- **Required task**
Update the lines starting at the one that contains "#detect man's shaved neck" and ending at the one that contains "top-left (800, 439), bottom-right (1021, 528)", replacing "multiple" with "several" and leaving everything else unchanged. Give only those lines.

- **Records for this task**

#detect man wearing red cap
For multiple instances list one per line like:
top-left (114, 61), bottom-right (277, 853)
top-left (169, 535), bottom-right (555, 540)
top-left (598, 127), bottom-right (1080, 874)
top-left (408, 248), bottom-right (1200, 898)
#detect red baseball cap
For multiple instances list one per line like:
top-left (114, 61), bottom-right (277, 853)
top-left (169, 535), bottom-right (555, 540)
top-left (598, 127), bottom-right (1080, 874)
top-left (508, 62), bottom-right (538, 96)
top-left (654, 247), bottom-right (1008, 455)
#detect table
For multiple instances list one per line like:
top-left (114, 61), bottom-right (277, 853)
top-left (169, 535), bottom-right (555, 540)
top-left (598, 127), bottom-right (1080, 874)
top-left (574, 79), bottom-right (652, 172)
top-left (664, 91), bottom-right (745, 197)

...

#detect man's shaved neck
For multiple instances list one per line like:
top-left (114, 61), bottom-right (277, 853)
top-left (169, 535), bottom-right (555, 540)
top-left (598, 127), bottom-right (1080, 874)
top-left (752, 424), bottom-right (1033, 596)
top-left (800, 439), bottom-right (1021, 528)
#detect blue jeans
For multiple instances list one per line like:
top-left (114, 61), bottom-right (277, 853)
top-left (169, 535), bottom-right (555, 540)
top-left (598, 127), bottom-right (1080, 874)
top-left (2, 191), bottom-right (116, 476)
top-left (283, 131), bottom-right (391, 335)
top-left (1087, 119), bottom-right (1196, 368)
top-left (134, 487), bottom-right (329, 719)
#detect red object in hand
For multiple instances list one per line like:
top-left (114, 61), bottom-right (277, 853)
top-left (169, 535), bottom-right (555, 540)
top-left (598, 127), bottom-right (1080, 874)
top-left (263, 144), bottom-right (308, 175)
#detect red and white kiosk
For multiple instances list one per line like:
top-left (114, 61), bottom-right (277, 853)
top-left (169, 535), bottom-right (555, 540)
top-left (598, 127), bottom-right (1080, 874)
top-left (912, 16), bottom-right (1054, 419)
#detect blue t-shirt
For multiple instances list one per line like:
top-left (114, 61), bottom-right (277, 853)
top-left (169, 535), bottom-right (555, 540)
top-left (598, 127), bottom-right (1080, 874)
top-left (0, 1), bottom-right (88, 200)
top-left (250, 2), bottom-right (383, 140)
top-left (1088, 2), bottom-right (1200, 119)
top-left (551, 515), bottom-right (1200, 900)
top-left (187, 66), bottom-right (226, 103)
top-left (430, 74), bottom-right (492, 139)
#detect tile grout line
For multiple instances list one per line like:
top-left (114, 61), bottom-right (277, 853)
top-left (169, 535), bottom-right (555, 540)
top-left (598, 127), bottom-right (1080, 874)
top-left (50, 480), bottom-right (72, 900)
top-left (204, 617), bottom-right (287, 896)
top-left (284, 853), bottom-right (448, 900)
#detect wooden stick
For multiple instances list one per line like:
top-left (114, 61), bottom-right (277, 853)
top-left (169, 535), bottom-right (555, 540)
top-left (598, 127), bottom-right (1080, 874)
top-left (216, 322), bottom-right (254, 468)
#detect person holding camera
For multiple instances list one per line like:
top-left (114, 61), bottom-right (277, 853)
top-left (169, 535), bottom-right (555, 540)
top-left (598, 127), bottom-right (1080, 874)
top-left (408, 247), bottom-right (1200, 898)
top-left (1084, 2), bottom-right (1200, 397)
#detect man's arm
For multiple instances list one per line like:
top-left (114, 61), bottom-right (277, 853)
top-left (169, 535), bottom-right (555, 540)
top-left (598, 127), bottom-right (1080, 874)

- **Task result**
#detect man's shaved neck
For several instances list one per line like:
top-left (114, 61), bottom-right (277, 853)
top-left (169, 535), bottom-right (555, 540)
top-left (598, 127), bottom-right (1080, 874)
top-left (752, 424), bottom-right (1033, 596)
top-left (800, 439), bottom-right (1021, 528)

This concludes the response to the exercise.